*** SOURCE DATA

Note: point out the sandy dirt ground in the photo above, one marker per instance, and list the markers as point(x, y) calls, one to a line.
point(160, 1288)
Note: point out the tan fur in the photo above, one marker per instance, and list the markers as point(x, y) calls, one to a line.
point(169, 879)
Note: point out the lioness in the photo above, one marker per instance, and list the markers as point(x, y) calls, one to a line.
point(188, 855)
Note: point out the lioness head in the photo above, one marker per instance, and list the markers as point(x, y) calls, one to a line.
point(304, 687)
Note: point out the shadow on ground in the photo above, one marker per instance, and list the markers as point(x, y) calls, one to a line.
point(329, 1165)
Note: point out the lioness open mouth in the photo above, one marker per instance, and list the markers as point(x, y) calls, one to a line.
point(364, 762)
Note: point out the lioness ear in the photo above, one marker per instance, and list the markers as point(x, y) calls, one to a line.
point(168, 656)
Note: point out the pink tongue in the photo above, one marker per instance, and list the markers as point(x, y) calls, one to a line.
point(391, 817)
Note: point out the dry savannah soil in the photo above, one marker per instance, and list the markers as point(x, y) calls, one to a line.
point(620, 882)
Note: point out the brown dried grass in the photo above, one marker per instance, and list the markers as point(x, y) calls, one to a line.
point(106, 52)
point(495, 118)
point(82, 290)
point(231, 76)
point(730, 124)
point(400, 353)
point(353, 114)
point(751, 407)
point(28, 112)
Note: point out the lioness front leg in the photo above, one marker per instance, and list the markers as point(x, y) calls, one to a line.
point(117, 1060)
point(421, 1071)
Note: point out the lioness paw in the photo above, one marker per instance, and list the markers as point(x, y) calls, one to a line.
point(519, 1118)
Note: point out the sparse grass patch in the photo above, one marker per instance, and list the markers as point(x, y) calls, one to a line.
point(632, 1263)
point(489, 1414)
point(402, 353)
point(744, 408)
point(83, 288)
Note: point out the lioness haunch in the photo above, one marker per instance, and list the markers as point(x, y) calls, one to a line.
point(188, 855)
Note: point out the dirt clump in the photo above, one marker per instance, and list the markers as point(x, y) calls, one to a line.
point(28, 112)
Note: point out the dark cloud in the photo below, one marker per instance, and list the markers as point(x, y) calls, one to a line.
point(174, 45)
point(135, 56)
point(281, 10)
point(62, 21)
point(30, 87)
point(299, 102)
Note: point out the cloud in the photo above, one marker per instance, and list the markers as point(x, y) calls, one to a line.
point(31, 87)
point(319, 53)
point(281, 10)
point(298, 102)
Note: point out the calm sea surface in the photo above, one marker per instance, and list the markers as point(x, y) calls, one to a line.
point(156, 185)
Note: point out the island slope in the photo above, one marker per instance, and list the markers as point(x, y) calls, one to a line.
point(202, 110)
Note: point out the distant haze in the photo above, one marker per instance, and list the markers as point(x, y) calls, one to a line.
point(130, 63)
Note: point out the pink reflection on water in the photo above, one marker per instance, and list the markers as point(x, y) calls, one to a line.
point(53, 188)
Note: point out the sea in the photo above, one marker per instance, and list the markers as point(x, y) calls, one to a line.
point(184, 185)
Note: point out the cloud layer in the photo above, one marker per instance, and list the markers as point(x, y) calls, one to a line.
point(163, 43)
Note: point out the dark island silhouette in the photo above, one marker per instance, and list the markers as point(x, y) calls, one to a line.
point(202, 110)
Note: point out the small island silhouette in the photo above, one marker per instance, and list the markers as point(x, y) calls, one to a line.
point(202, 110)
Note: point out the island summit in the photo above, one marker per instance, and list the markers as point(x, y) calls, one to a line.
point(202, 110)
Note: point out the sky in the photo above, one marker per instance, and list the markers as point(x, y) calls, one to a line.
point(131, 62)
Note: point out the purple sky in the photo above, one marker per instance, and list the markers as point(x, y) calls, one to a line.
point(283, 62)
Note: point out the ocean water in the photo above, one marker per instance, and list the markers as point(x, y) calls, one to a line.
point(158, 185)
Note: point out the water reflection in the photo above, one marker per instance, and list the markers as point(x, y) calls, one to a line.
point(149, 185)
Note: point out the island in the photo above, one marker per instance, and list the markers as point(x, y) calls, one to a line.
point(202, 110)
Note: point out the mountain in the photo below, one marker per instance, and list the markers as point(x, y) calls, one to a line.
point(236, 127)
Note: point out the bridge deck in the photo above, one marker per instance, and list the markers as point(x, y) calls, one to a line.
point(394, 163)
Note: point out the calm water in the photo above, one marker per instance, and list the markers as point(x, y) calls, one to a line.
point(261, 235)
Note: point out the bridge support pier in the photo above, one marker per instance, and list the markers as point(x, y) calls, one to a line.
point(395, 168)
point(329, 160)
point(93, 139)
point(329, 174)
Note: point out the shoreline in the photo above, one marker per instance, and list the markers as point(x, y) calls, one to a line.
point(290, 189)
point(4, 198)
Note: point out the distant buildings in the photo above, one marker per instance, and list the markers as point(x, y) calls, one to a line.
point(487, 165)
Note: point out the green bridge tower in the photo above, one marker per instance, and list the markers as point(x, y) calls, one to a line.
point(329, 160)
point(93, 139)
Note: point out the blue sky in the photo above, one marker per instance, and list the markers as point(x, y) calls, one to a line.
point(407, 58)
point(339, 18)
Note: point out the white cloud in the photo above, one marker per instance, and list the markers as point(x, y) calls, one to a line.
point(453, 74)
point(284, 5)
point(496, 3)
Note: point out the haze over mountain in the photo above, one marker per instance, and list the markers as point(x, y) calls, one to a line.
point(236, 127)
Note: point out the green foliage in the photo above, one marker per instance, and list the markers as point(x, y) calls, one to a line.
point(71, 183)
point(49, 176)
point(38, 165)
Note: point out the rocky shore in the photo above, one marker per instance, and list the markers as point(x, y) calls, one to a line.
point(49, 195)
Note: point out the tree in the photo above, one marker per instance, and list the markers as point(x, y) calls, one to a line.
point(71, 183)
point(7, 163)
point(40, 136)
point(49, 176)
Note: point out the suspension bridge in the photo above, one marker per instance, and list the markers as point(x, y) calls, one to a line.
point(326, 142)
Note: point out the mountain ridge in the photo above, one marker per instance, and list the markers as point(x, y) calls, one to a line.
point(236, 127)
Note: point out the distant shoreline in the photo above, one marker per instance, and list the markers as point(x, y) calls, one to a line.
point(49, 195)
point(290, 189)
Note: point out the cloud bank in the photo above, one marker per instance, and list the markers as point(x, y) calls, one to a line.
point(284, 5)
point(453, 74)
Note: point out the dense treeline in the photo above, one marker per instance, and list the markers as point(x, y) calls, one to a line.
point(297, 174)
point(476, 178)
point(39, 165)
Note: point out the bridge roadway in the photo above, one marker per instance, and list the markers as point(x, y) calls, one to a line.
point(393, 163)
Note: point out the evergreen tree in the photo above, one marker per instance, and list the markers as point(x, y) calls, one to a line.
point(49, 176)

******

> WHAT THIS TASK INVOLVES
Copy out the entries from the material above, matching each one exactly.

> RESPONSE
Note: point out the sandy dirt ground in the photo above, one marker per instance, and list the markers as point(x, y) calls, one to a line.
point(160, 1288)
Note: point out the tan fur in the photo above, one marker per instance, and list the markers as point(x, y) calls, one to a line.
point(169, 879)
Note: point out the lioness in the photo above, one marker per instance, and list the markers as point(x, y) calls, one to a line.
point(188, 855)
Note: point out the lioness head in the photo above, one marker per instance, and list the markers as point(x, y) calls, one to a line.
point(304, 687)
Note: point out the shadow on ground in the photo above, one marker per instance, and list the markers as point(x, y) calls, one to a line.
point(329, 1165)
Note: point out the lioness open mouth in the photo above, one marker per instance, and list the markers as point(x, y) calls, one to a line.
point(364, 762)
Note: point out the lioness ear in the photo above, one marker per instance, and list the markers as point(x, y) calls, one to a line.
point(168, 656)
Note: point out the pink tongue in the photo above, one marker per instance, and list the markers as point(x, y) calls, one to a line.
point(391, 817)
Note: point out the dry savannah soil in the photo above, one marker per instance, and list the markers as point(x, y) calls, one to a line.
point(620, 882)
Note: point out the brown dried grass in the photo above, one marker per instance, and list the markers as point(x, y) calls, one to a line.
point(106, 52)
point(495, 118)
point(82, 290)
point(231, 76)
point(730, 124)
point(400, 353)
point(353, 114)
point(751, 407)
point(28, 112)
Note: point out the lioness front leg in the photo above, one marker per instance, and list the markers as point(x, y) calls, one to a line.
point(117, 1060)
point(421, 1071)
Note: point out the lioness paw in the photo above, one marker per instance, and list the markers as point(x, y) calls, one to a line.
point(519, 1118)
Note: point out the sparse grass patch in the photo above, one marker per instance, and list the markers as point(x, y) calls, one to a line.
point(632, 1263)
point(489, 1414)
point(402, 353)
point(744, 408)
point(83, 288)
Note: point out the lioness haunch in the photo above, one marker per instance, and list the markers as point(x, y) calls, one to a line.
point(188, 855)
Note: point out the dirt clump in the photo above, one marker per instance, and list the markers as point(x, y) calls, one to a line.
point(28, 112)
Note: point out the dark cloud in the photo below, one marker per instance, and list the markers as point(x, y) calls, one to a line.
point(174, 45)
point(135, 56)
point(281, 10)
point(62, 21)
point(30, 87)
point(299, 102)
Note: point out the cloud in the photo above, one marker per instance, and list the markers as point(x, y) calls, one to a line.
point(31, 87)
point(319, 53)
point(281, 10)
point(298, 102)
Note: point out the calm sea surface in the photo above, one marker per instance, and list the markers as point(x, y) calls, one to a line.
point(156, 185)
Note: point out the island slope in the photo above, one marker per instance, and list the markers as point(x, y) calls, one to a line.
point(202, 110)
Note: point out the distant haze in the photo above, one marker per instance, and list the markers as point(x, y) calls, one to a line.
point(130, 63)
Note: point out the pink reflection on water in the photo above, one marker per instance, and list the markers as point(x, y) calls, one to a line.
point(53, 188)
Note: point out the sea in the photo above, one marker per instance, and list the markers as point(x, y) calls, one to a line.
point(184, 185)
Note: point out the cloud layer in the photo above, one marker per instance, and list the markers as point(x, y) calls, one to a line.
point(163, 43)
Note: point out the dark island silhouette in the photo above, one marker per instance, and list the markers as point(x, y) calls, one to a line.
point(202, 110)
Note: point out the small island silhouette in the photo above, one marker per instance, and list the markers as point(x, y) calls, one to a line.
point(202, 110)
Note: point out the island summit in the photo above, one marker per instance, and list the markers as point(x, y) calls, one to a line.
point(202, 110)
Note: point out the sky in the photo above, one marker per instance, and list the markers as point(x, y) calls, one to a line.
point(131, 62)
Note: point out the purple sky in the photo above, one marker per instance, and list the markers as point(x, y) calls, one to a line.
point(283, 62)
Note: point out the ocean water in the photo above, one marker per instance, and list the markers as point(x, y) calls, one to a line.
point(158, 185)
Note: point out the water reflection in the photo above, one marker per instance, and list the markers as point(x, y) calls, one to a line.
point(149, 185)
Note: point out the island in the photo above, one marker per instance, and list the markers as point(x, y) calls, one to a line.
point(202, 110)
Note: point out the mountain in the photo below, one marker per instance, and list the markers as point(x, y) calls, one to a line.
point(236, 127)
Note: point out the bridge deck in the photo above, one marker per instance, and list the markers as point(x, y) calls, one to a line.
point(394, 163)
Note: point out the calm water in the photo above, one marker per instance, and list the markers as point(x, y) calls, one to a line.
point(261, 235)
Note: point out the bridge support pier in the photo above, one marker per instance, and list the markers as point(x, y) calls, one to a line.
point(395, 168)
point(329, 160)
point(93, 139)
point(329, 174)
Note: point out the shoreline in the photo above, one marker per instance, and list the markers as point(x, y) calls, one to a line.
point(290, 189)
point(4, 198)
Note: point out the distant buildings in the photo above, one marker per instance, and list the markers as point(x, y) calls, one to a line.
point(487, 165)
Note: point out the green bridge tower in the photo above, one marker per instance, and list the markers as point(x, y) calls, one to a line.
point(329, 160)
point(93, 139)
Note: point out the blue sky in the photo above, one marker per instance, and list the markers as point(x, y) calls, one to a line.
point(407, 58)
point(339, 18)
Note: point out the white cloud in the photo above, one marker per instance, and list the markers as point(x, y) calls, one to a line.
point(453, 74)
point(284, 5)
point(496, 3)
Note: point out the haze over mountain in the photo above, one marker per instance, and list the markers as point(x, y) calls, one to a line.
point(236, 127)
Note: point out the green foliage in the photo above, one marker per instance, and list the markers as point(x, y) calls, one to a line.
point(71, 183)
point(49, 176)
point(38, 165)
Note: point out the rocky shore in the photo above, one marker per instance, and list the markers as point(x, y) calls, one to a line.
point(49, 195)
Note: point out the tree in the photo above, one marker per instance, and list the markers as point(x, y) calls, one to a line.
point(71, 183)
point(7, 163)
point(40, 136)
point(49, 176)
Note: point out the suspension bridge in the photo above, one marker per instance, and list the markers as point(x, y) calls, one to a line.
point(326, 142)
Note: point out the mountain ridge in the photo above, one marker per instance, and list the markers as point(x, y) calls, one to a line.
point(236, 127)
Note: point out the distant shoreline in the photo above, one marker per instance, and list the markers as point(x, y) calls, one to a line.
point(49, 195)
point(290, 189)
Note: point out the cloud bank in the photo above, one marker per instance, and list the markers as point(x, y) calls, one to a line.
point(284, 5)
point(453, 74)
Note: point out the dense treeline in the photo above, one marker per instance, and list the markers as point(x, y) calls, one to a line.
point(297, 174)
point(476, 178)
point(39, 165)
Note: point out the bridge roadway in the photo above, one marker per instance, and list the markers as point(x, y) calls, one to a line.
point(393, 163)
Note: point out the evergreen tree in the photo above, one marker per instance, and list the markers as point(x, y) calls, one to a line.
point(49, 176)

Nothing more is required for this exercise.